**STATED TASK**
Put every line of the entries below into a Markdown table with the columns Row and Line, numbering the rows and skipping any blank lines. Leave the pictures out of your answer.
>> START DATA FOR THIS TASK
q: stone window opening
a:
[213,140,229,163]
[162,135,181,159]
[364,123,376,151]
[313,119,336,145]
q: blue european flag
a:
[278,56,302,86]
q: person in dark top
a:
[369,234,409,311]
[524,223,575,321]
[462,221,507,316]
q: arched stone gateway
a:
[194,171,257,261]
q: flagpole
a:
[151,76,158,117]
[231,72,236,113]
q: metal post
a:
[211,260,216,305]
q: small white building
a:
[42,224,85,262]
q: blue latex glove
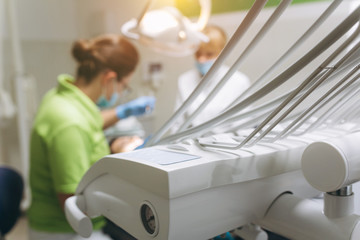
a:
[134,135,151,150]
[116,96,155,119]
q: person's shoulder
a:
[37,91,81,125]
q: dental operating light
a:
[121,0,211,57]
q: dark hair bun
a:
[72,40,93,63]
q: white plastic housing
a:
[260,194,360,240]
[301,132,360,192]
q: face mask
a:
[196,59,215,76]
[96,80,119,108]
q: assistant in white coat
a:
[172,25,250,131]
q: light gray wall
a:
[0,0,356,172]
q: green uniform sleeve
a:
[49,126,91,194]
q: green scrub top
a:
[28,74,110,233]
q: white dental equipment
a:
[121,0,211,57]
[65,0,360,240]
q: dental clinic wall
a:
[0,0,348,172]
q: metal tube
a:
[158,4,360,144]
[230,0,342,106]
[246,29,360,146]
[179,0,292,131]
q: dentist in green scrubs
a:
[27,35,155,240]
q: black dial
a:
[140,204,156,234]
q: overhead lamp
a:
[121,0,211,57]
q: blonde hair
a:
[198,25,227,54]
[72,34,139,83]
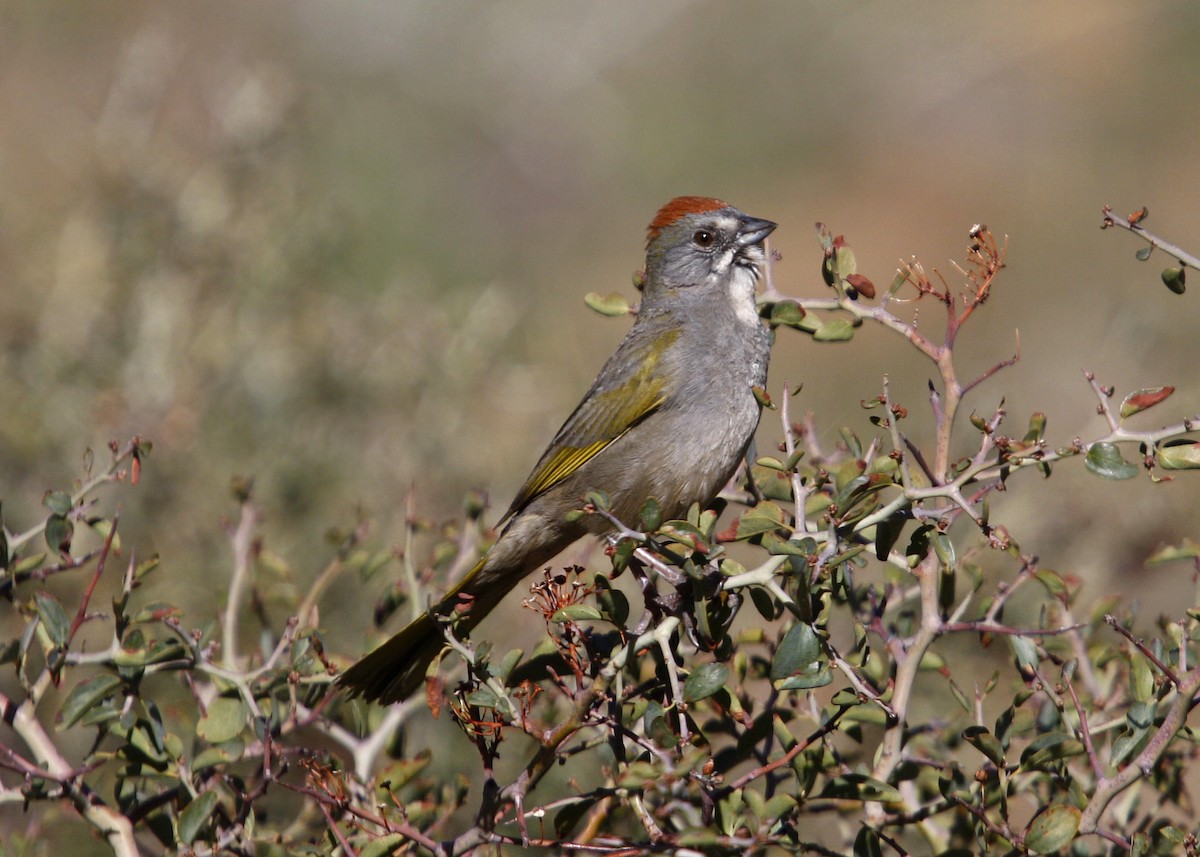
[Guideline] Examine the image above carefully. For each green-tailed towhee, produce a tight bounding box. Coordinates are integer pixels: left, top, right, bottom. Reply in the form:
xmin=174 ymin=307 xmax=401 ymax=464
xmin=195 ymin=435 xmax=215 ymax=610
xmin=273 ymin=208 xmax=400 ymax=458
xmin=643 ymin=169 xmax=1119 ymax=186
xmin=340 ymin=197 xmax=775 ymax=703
>> END DATA FOR THIS TASK
**REPLY TO THE TASK**
| Row | Line |
|---|---|
| 1 | q: stone window opening |
| 2 | a: |
| 3 | [213,140,229,163] |
| 4 | [162,135,181,159] |
| 5 | [364,123,376,151] |
| 6 | [313,119,336,145] |
| 7 | q: blue european flag |
| 8 | a: |
| 9 | [278,56,302,86] |
| 10 | q: person in dark top |
| 11 | a: |
| 12 | [369,234,409,311] |
| 13 | [524,223,575,321] |
| 14 | [462,221,507,316] |
| 15 | q: arched stone gateway |
| 16 | a: |
| 17 | [194,171,257,261] |
| 18 | q: flagpole |
| 19 | a: |
| 20 | [151,76,158,117] |
| 21 | [231,72,236,113] |
| 22 | q: metal post |
| 23 | a: |
| 24 | [211,260,216,305] |
| 25 | q: small white building |
| 26 | a: |
| 27 | [42,224,85,262] |
| 28 | q: blue latex glove |
| 29 | a: |
| 30 | [134,135,151,150] |
| 31 | [116,96,155,119] |
| 32 | q: person's shoulder |
| 33 | a: |
| 34 | [37,91,81,125] |
| 35 | q: dental operating light |
| 36 | a: |
| 37 | [121,0,211,57] |
| 38 | q: dark hair bun |
| 39 | a: |
| 40 | [72,40,93,63] |
| 41 | q: white plastic housing |
| 42 | a: |
| 43 | [260,194,360,240] |
| 44 | [301,132,360,192] |
| 45 | q: face mask |
| 46 | a: |
| 47 | [196,59,215,76] |
| 48 | [96,80,119,108] |
| 49 | q: assistant in white coat |
| 50 | a: |
| 51 | [172,25,250,131] |
| 52 | q: light gray wall |
| 53 | a: |
| 54 | [0,0,356,172] |
| 55 | q: green uniform sleeve |
| 56 | a: |
| 57 | [49,126,91,194] |
| 58 | q: green scrub top |
| 59 | a: |
| 60 | [28,74,110,233] |
| 61 | q: white dental equipment |
| 62 | a: |
| 63 | [121,0,211,57] |
| 64 | [65,0,360,240] |
| 65 | q: dental clinic wall |
| 66 | a: |
| 67 | [0,0,348,172] |
| 68 | q: metal tube |
| 69 | a: |
| 70 | [158,4,360,144] |
| 71 | [230,0,342,106] |
| 72 | [246,29,360,146] |
| 73 | [179,0,292,131] |
| 74 | q: dentist in green scrubs |
| 75 | a: |
| 76 | [27,35,155,240] |
| 77 | q: black dial |
| 78 | a: |
| 79 | [140,204,156,234] |
| 80 | q: overhead lamp |
| 81 | a: |
| 82 | [121,0,211,57] |
| 83 | q: blonde hair |
| 84 | a: |
| 85 | [198,25,227,54] |
| 86 | [72,34,139,83] |
| 87 | [Guideline] Examine the image above carefully. For each green-tailed towhee, produce a tight bounding box. Coordinates are integer pixels: left, top, right, bottom. Reply in the form: |
| 88 | xmin=174 ymin=307 xmax=401 ymax=464 |
| 89 | xmin=195 ymin=435 xmax=215 ymax=610 |
| 90 | xmin=273 ymin=208 xmax=400 ymax=458 |
| 91 | xmin=643 ymin=169 xmax=1119 ymax=186 |
| 92 | xmin=340 ymin=197 xmax=775 ymax=703 |